▸ Exercise brief
Put the lines below into a Markdown table with two columns, Row for the row number and Line for the line itself, omitting any blank lines. Include only the lines that begin with the one containing "of the water" and continue through the one containing "point(671, 672)", with both of those lines included.

▸ Given information
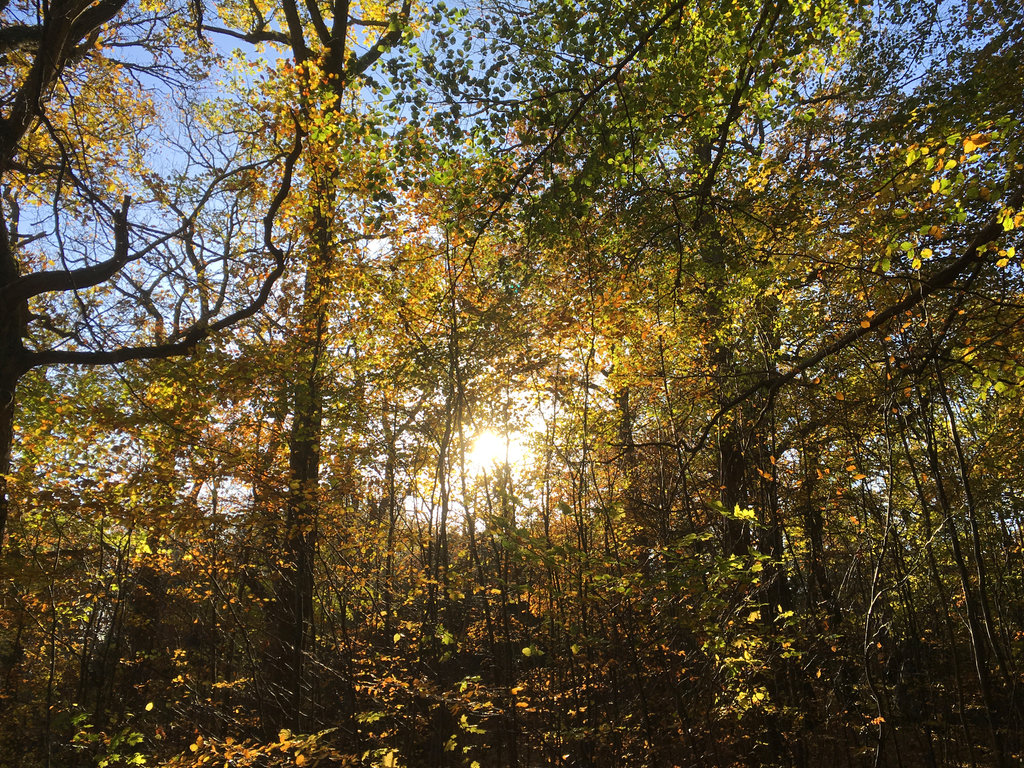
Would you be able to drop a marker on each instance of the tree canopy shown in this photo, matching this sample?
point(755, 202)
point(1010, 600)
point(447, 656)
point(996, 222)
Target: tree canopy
point(511, 384)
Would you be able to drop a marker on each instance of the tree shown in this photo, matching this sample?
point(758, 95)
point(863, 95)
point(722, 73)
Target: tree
point(124, 237)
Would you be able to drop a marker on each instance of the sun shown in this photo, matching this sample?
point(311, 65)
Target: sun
point(491, 450)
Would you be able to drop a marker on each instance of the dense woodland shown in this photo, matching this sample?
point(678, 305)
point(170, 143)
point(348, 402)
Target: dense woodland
point(565, 383)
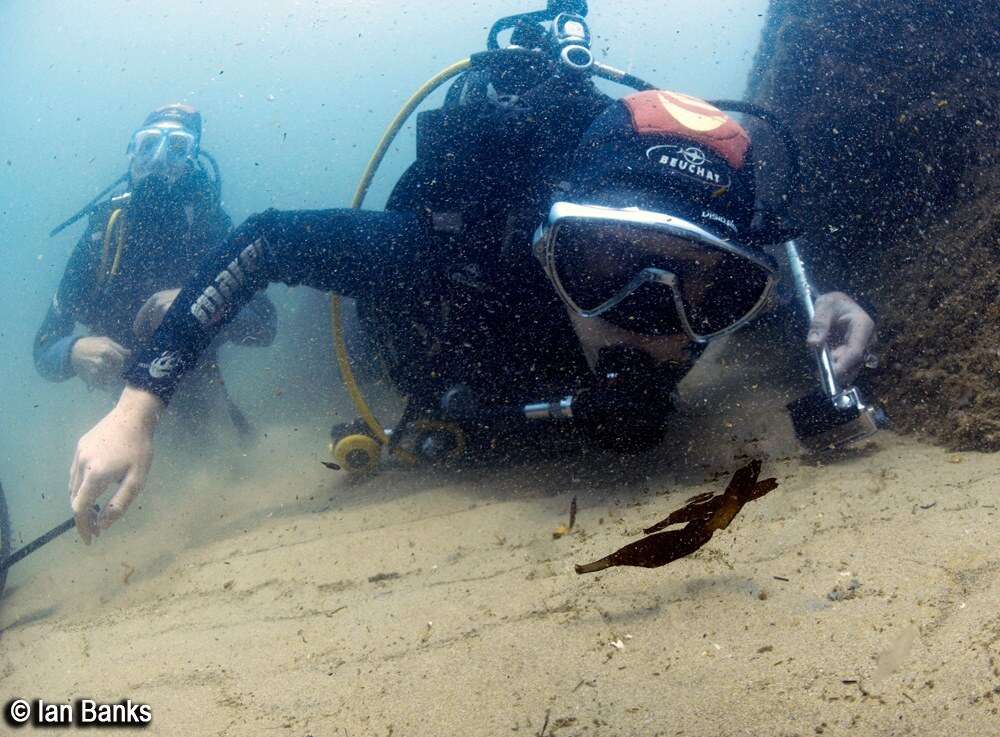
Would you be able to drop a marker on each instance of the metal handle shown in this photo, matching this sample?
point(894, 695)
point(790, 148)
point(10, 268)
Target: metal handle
point(823, 361)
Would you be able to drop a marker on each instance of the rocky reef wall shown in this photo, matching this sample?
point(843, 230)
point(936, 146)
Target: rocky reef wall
point(896, 108)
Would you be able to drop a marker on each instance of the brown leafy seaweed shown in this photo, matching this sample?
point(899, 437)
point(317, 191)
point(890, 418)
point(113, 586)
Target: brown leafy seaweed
point(704, 514)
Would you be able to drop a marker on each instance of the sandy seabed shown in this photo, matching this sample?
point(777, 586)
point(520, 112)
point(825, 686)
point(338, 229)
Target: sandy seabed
point(277, 597)
point(860, 596)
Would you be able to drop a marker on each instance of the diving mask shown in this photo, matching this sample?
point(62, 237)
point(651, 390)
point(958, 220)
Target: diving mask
point(651, 273)
point(166, 148)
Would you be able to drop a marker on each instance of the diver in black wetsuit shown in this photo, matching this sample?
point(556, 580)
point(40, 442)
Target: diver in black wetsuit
point(138, 249)
point(547, 242)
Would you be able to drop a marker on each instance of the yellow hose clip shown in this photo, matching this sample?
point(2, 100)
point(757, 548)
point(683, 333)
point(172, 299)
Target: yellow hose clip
point(336, 318)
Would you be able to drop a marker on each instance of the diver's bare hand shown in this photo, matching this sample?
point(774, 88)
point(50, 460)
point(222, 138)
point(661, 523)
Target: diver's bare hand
point(844, 326)
point(151, 314)
point(117, 450)
point(98, 360)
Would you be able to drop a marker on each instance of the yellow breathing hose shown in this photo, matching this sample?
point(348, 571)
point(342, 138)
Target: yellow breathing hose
point(336, 316)
point(336, 313)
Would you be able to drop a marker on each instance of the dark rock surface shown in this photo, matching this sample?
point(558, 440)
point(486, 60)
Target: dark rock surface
point(896, 107)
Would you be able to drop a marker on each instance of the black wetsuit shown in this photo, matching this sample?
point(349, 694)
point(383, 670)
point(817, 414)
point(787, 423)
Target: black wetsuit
point(162, 238)
point(445, 278)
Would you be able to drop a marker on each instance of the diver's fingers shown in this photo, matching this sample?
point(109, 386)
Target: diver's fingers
point(819, 328)
point(860, 330)
point(846, 362)
point(83, 505)
point(116, 507)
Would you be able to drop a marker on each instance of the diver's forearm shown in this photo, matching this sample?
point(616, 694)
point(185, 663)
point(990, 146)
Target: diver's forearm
point(345, 251)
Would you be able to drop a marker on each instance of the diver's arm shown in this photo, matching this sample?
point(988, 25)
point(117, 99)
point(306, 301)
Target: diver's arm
point(341, 250)
point(54, 341)
point(345, 251)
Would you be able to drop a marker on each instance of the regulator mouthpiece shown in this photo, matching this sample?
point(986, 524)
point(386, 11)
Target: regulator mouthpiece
point(573, 39)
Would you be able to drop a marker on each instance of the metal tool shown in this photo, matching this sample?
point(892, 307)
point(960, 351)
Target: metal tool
point(832, 416)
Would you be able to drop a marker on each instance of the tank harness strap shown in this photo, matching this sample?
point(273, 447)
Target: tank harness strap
point(104, 272)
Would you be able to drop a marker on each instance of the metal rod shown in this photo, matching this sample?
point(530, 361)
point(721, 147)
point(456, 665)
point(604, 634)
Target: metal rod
point(36, 544)
point(805, 291)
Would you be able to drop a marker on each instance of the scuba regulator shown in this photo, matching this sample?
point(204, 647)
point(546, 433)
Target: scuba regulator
point(543, 44)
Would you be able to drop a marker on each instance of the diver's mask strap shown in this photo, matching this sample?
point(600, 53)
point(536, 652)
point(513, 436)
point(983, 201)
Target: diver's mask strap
point(598, 257)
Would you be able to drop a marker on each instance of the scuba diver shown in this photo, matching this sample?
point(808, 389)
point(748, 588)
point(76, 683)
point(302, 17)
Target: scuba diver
point(138, 249)
point(554, 258)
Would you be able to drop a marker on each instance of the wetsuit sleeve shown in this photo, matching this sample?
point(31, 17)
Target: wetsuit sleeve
point(54, 341)
point(348, 252)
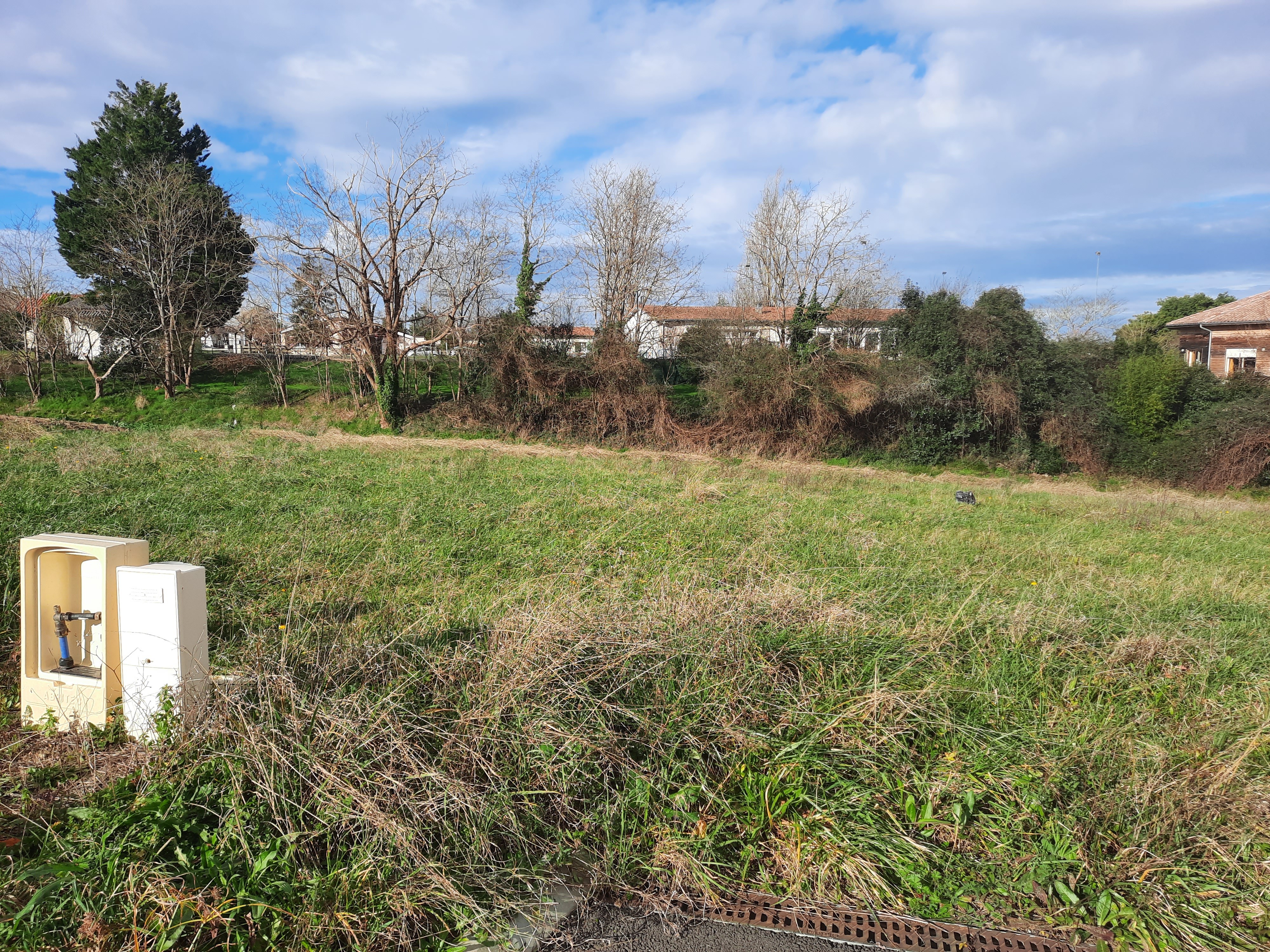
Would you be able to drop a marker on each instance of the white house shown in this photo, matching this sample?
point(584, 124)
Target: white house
point(658, 328)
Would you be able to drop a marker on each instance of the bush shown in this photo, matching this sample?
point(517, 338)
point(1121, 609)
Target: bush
point(1150, 394)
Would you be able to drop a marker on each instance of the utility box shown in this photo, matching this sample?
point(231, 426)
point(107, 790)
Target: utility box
point(102, 626)
point(70, 667)
point(163, 639)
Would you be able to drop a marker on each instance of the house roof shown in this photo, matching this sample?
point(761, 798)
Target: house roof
point(575, 333)
point(1254, 309)
point(766, 315)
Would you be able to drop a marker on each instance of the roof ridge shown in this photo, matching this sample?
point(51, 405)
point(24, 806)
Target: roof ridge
point(1254, 309)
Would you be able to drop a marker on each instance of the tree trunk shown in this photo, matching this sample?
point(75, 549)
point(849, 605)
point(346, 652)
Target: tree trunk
point(388, 389)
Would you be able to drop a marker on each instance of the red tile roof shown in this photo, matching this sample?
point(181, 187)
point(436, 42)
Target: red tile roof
point(766, 315)
point(1254, 309)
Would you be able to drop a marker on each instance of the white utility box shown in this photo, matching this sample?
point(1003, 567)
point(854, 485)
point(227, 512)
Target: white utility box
point(102, 629)
point(163, 639)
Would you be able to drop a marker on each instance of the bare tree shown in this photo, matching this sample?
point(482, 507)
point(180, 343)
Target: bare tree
point(29, 276)
point(102, 337)
point(383, 235)
point(170, 238)
point(803, 248)
point(1073, 315)
point(628, 246)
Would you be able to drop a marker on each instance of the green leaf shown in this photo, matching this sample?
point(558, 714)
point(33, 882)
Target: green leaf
point(41, 896)
point(1104, 907)
point(49, 870)
point(1069, 897)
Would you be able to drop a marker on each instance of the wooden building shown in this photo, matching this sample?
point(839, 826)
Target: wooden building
point(1231, 340)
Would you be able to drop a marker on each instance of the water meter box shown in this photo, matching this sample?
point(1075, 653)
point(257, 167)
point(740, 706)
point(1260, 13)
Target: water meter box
point(70, 624)
point(163, 639)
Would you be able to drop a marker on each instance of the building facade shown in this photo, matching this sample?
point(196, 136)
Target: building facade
point(1230, 340)
point(658, 329)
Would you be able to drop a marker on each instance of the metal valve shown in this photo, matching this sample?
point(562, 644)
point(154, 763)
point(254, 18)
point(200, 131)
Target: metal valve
point(62, 631)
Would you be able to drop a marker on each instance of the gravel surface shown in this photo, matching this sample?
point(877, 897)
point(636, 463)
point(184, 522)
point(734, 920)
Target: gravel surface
point(617, 930)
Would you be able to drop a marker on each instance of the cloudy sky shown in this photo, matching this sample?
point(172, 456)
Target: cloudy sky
point(1001, 142)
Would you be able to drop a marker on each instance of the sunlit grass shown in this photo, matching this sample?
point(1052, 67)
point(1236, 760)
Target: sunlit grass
point(681, 673)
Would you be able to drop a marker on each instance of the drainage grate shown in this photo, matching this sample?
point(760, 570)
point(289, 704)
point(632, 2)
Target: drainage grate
point(845, 925)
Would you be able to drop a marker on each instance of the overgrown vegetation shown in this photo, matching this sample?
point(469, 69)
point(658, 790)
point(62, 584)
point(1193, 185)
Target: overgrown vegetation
point(671, 672)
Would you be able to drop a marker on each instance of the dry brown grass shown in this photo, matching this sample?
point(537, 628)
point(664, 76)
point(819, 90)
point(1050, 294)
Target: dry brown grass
point(1239, 464)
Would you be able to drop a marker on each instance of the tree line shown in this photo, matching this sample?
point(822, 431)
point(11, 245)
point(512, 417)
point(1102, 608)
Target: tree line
point(382, 260)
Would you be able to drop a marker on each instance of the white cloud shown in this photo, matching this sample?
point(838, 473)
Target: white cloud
point(1010, 138)
point(224, 157)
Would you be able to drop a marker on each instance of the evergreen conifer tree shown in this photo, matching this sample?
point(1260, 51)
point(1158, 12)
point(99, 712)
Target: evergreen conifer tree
point(140, 129)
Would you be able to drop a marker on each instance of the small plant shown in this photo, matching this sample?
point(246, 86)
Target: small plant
point(167, 719)
point(49, 777)
point(115, 731)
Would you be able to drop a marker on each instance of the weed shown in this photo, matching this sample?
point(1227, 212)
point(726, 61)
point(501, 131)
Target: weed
point(680, 673)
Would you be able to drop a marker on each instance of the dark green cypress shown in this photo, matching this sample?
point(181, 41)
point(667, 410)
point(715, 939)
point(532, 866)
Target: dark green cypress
point(138, 129)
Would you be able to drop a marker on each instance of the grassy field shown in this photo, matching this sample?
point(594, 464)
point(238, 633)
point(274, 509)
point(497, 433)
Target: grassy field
point(219, 400)
point(670, 672)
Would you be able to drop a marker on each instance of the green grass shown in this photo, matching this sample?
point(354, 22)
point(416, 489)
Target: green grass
point(213, 400)
point(678, 673)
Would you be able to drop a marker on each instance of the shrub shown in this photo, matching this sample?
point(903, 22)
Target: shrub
point(1150, 394)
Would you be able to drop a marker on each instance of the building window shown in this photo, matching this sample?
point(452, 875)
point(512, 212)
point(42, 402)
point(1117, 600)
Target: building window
point(1240, 360)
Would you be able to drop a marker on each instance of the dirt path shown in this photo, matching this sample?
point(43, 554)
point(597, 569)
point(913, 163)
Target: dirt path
point(1140, 492)
point(615, 931)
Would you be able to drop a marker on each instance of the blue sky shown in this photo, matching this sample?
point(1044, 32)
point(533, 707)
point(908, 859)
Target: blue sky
point(995, 140)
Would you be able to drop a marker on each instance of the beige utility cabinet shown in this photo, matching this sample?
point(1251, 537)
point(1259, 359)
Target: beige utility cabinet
point(73, 574)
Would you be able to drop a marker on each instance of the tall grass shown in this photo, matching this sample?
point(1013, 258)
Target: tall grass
point(675, 673)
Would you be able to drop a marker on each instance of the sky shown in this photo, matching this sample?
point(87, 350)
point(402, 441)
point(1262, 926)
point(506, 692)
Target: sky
point(998, 142)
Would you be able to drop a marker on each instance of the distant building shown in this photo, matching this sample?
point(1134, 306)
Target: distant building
point(577, 341)
point(1229, 340)
point(658, 329)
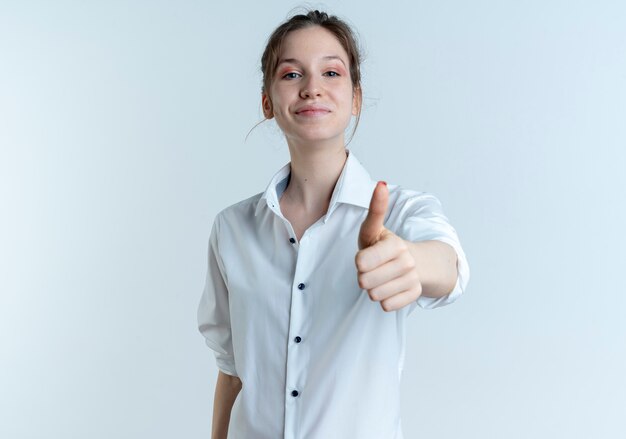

▸ Task answer
| Row | Line |
|---|---|
| 1 | Would you be able to drop a marker on each instance of the water meter box shown in this photo, matching this sample? |
| 2 | point(1075, 653) |
| 3 | point(257, 167) |
| 4 | point(740, 706) |
| 5 | point(1260, 13) |
| 6 | Target: water meter box |
| 7 | point(70, 624) |
| 8 | point(163, 639) |
| 9 | Would you be able to drop a marker on each instance of the building facade shown in this photo, matching this sample? |
| 10 | point(196, 136) |
| 11 | Target: building facade |
| 12 | point(1230, 340) |
| 13 | point(658, 329) |
| 14 | Would you be able to drop a marker on each instance of the metal valve shown in this photo, matching this sample? |
| 15 | point(562, 644) |
| 16 | point(154, 763) |
| 17 | point(254, 18) |
| 18 | point(200, 131) |
| 19 | Target: metal valve |
| 20 | point(62, 631) |
| 21 | Would you be able to drop a marker on each instance of the gravel surface shown in this photo, matching this sample? |
| 22 | point(877, 897) |
| 23 | point(636, 463) |
| 24 | point(184, 522) |
| 25 | point(734, 920) |
| 26 | Target: gravel surface |
| 27 | point(617, 930) |
| 28 | Would you be able to drop a marker on each instance of the cloudy sky shown in this photo, matching this sample? |
| 29 | point(172, 456) |
| 30 | Target: cloudy sky |
| 31 | point(1001, 142) |
| 32 | Would you be able to drop a marker on each instance of the sunlit grass shown in this photo, matching this sample? |
| 33 | point(1052, 67) |
| 34 | point(1236, 760) |
| 35 | Target: sunlit grass |
| 36 | point(681, 673) |
| 37 | Would you be able to drop a marker on each instance of the drainage grate shown in this photo, matching this sample? |
| 38 | point(760, 570) |
| 39 | point(289, 704) |
| 40 | point(632, 2) |
| 41 | Target: drainage grate |
| 42 | point(845, 925) |
| 43 | Would you be able to drop a marker on each instance of the overgrown vegetation shown in this photo, matching this sample? |
| 44 | point(469, 69) |
| 45 | point(658, 790) |
| 46 | point(62, 584) |
| 47 | point(1193, 185) |
| 48 | Target: overgrown vegetation |
| 49 | point(671, 672) |